→ **Extrait**
■ ■ ■

Bientôt une Tour Eiff-elles ?

Par | 14 octobre 2025

NB: Pour ceux qui n’ont pu suivre la première, une seconde conférence-dédicace présentera « Anatomie de la beauté » cette fois, Hôtel de Jarnac 8 rue Monsieur à Paris, le mardi 4 novembre à 19 h, gratuite mais sur réservation à cap-aristee@orange.fr ; à vos agendas !

Le « Nobel des arts », le Praemium Impériale, a distingué en sculpture Marina Abramovic, « grand-mère de la performance »sic. Barbara Butch, DJ, « militante de l’amour » et artiste de la visibilité LGBTQIA+, remarquée lors de la « Cène » de la cérémonie des J.O, est promue directrice artistique de la 25e Nuit Blanche du 6 juin 2026. De nombreuses expositions célèbrent des plasticiennes (1) mais les femmes compositrices de musique ont bien plus de mal à revenir au premier plan que nos Artémisia, Suzanne Valadon ou Berthe Morisot : une peinture occupe l’espace, attire l’œil, tandis qu’une partition est vite oubliée dans un tiroir (2).

Mais comment rendre hommage aux femmes scientifiques oubliées ? Leurs travaux sont, évidemment datés, non actualisables, c’est l’inconvénient de la Science qui périme les recherches. Or sur la Tour Eiffel, dès 1889, figurent 72 noms de scientifiques : des chimistes (Lavoisier,) astronomes (Arago), physicien (Ampère), naturaliste (Cuvier), inventeur de la photographie (Daguerre)… etc mais aucun nom féminin. Pire, les ingénieurs de la Tour ont sans doute utilisé les travaux de la mathématicienne Sophie Germain, une théoricienne de l’élasticité, allégrement oubliée !

Une « commission d’experts » (3) a dressé une liste de 72 « femmes expertes émérites « , décédées, principalement de nationalité française et réclame un geste d’art contemporain promouvant la parité dans les sciences. Ces noms seront fixés en surplomb de la frise existante des 72 hommes, sur le pourtour extérieur du premier étage, «dans le respect des choix esthétiques de Gustave Eiffel », ce qui est vite dit.

■ ■ ■

(Enregistrements d'annotation de segmentation)
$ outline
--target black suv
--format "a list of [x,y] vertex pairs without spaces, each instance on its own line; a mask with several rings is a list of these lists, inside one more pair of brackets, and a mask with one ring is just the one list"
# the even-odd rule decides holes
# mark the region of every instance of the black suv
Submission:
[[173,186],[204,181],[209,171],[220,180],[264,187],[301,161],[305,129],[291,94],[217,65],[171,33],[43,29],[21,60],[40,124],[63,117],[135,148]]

■ ■ ■

→ **Consigne écrite 1**
Répondez à ces questions d'après l'article sur la tour Eiffel :
(a) Quel jour et à quelle heure a lieu la seconde conférence-dédicace ?
(b) Quelle artiste le Praemium Impériale a-t-il distinguée en sculpture ?
(c) Combien de noms de scientifiques figurent sur la tour Eiffel depuis 1889 ?
→ **Consigne écrite 2**
Relevez tous les noms de scientifiques inscrits sur la tour Eiffel que cite l'article.
Ce matériel provient d'une source distincte de l'article.

→ **Réponse attendue 1**
(a) Le mardi 4 novembre à 19 h.
(b) Marina Abramovic.
(c) 72 noms.

→ **Réponse attendue 2**
Lavoisier, Arago, Ampère, Cuvier, Daguerre